-------- Data supplied --------
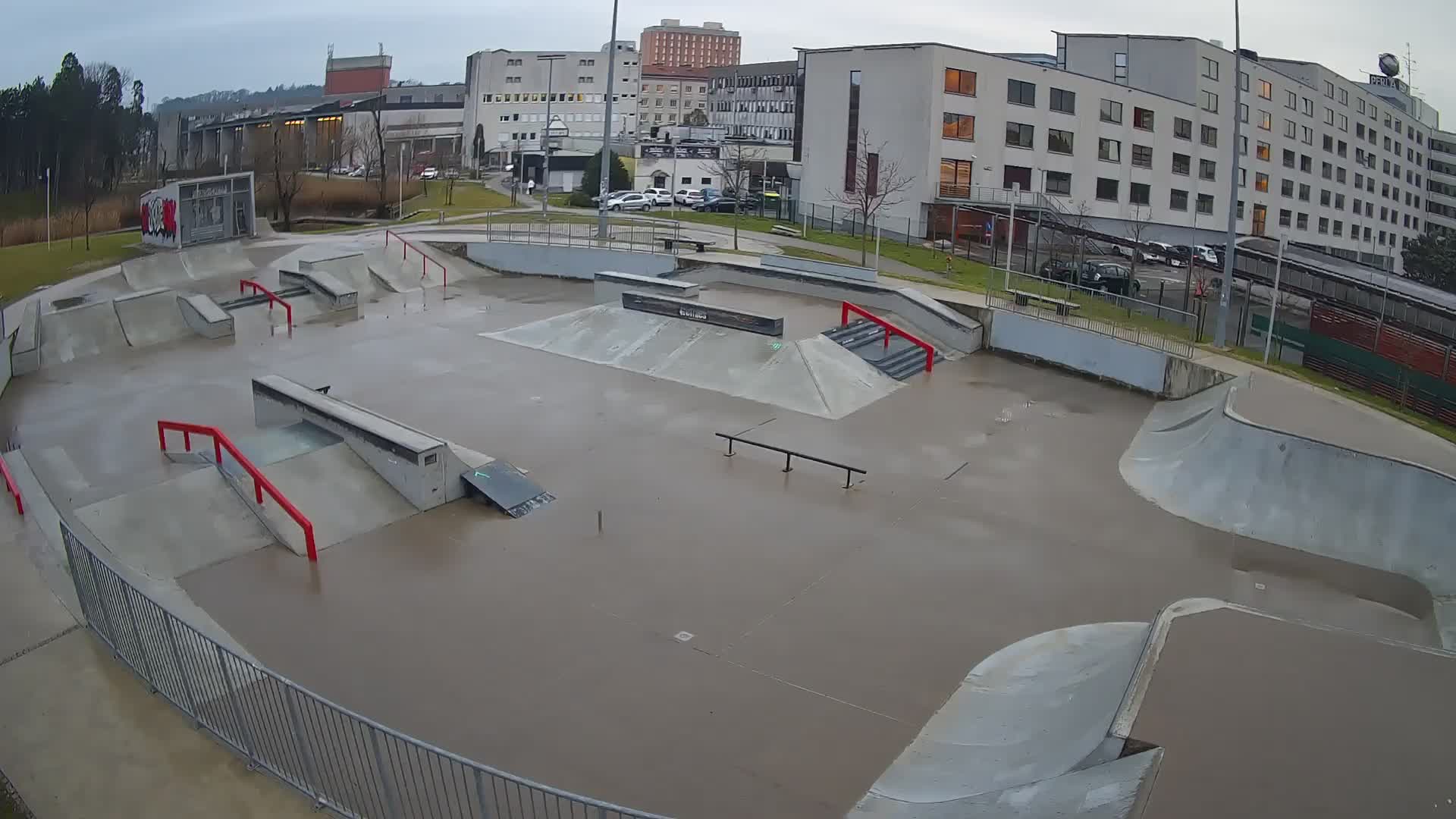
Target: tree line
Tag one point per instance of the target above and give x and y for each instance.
--------
-------- Data supplied --------
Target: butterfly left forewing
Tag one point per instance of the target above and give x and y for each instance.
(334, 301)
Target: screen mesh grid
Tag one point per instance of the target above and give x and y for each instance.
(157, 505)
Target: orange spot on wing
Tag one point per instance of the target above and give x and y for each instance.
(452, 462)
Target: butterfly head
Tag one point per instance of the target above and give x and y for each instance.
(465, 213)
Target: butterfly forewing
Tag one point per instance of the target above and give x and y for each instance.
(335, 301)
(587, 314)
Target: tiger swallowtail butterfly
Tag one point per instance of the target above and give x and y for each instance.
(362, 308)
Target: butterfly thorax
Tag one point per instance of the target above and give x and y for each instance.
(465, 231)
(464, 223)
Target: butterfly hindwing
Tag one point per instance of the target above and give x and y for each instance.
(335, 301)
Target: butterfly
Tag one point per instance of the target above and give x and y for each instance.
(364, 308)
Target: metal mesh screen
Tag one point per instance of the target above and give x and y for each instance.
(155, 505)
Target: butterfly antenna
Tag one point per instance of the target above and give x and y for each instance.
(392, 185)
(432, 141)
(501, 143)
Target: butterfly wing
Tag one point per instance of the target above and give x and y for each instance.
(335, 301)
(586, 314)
--------
_Problem requirements_
How many lines in the material above contain the string "screen", with case counting? Reply with the number only.

_Answer below_
2